» **TASK DETAILS**
Swap "fur" for "fleece" in the entries from the line with "white fur boot -> outline each instance" to the line with "205 116 L 205", and give back only those lines with nothing else changed.

» **EXERCISE INPUT**

_ _ _ _ _ _ _

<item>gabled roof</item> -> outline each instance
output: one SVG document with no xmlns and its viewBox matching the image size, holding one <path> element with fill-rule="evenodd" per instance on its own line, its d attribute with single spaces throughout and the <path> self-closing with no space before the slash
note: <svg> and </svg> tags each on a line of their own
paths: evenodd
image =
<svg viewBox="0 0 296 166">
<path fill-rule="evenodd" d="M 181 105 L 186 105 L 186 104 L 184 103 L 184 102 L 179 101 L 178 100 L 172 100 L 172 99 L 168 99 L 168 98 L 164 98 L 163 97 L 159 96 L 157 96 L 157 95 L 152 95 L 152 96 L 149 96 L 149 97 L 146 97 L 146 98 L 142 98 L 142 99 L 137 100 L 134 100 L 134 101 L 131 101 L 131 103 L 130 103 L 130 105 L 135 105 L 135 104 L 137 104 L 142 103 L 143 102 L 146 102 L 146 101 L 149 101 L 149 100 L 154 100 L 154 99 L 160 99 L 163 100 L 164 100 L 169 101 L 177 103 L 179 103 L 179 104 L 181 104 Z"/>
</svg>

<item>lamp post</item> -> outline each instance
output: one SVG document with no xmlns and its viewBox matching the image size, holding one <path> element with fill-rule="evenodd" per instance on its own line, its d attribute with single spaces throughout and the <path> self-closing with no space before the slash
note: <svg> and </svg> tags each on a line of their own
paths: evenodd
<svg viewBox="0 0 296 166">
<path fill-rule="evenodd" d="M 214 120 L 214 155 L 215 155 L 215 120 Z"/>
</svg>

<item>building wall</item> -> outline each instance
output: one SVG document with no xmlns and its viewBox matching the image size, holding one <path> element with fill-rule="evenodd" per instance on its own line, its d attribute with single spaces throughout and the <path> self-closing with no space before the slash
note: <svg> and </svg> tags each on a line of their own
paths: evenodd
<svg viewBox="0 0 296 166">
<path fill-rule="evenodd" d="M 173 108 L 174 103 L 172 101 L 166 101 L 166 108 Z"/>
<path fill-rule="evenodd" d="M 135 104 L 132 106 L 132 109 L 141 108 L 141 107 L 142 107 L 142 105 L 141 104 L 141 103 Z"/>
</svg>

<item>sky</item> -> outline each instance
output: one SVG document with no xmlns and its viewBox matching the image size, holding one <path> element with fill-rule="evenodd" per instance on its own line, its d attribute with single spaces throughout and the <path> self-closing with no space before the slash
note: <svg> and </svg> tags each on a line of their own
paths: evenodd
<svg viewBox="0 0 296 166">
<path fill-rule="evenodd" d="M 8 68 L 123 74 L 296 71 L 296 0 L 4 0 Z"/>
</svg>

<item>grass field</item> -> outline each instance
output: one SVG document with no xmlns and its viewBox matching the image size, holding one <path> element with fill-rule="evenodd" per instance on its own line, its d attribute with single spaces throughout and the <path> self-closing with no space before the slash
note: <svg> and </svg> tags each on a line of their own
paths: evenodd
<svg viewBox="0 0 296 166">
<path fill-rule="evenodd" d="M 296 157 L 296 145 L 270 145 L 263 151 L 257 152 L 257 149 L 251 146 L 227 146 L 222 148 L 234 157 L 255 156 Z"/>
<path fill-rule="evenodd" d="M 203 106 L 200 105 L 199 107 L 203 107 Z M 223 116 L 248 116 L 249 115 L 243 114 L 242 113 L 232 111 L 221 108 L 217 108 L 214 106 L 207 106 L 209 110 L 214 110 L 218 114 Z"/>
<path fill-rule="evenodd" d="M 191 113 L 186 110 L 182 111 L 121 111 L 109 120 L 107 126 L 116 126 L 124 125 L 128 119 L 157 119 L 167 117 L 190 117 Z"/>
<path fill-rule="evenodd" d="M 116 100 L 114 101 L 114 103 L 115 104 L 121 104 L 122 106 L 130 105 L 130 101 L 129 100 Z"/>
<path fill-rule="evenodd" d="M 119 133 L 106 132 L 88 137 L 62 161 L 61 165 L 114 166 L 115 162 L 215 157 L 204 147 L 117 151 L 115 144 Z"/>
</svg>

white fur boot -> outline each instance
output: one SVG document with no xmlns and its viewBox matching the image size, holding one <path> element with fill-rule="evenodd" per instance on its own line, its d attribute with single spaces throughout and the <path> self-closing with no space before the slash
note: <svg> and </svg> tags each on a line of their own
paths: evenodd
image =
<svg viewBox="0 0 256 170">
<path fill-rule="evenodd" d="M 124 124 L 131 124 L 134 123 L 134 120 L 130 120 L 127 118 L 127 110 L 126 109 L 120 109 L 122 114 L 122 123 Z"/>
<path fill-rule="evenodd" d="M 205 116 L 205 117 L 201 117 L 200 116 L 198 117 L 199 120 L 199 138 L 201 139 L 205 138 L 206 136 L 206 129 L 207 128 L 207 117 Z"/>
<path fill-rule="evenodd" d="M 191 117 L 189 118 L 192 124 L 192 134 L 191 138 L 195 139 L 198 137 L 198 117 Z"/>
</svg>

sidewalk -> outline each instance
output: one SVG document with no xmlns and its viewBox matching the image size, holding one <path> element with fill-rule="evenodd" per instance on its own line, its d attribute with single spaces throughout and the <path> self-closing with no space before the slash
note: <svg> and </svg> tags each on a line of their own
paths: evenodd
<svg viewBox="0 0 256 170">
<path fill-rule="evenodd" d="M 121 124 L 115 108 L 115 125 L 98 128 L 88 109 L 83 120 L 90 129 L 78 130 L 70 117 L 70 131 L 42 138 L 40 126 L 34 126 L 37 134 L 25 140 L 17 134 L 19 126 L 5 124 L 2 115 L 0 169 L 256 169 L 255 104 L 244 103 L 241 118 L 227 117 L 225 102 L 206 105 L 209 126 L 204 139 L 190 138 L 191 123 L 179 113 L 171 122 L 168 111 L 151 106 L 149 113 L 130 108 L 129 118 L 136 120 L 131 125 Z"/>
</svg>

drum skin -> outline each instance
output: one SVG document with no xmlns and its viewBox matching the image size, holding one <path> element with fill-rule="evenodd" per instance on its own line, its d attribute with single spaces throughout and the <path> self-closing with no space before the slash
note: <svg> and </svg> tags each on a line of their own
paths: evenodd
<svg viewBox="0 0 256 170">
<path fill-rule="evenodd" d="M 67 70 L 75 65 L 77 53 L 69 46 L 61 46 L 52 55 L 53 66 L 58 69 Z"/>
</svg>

_ _ _ _ _ _ _

» **ANSWER TO THIS PROBLEM**
white fleece boot -> outline each instance
output: one SVG document with no xmlns and its viewBox matching the image size, holding one <path> element with fill-rule="evenodd" per instance on its own line, its d attribute with single spaces throughout and the <path> self-closing with no space before the slash
note: <svg> and </svg> tags each on a line of their own
paths: evenodd
image =
<svg viewBox="0 0 256 170">
<path fill-rule="evenodd" d="M 124 124 L 131 124 L 134 123 L 134 120 L 130 120 L 127 118 L 127 110 L 126 109 L 120 109 L 122 114 L 122 123 Z"/>
<path fill-rule="evenodd" d="M 205 116 L 205 117 L 201 117 L 200 116 L 198 117 L 199 120 L 199 138 L 201 139 L 205 138 L 206 136 L 206 129 L 207 128 L 207 117 Z"/>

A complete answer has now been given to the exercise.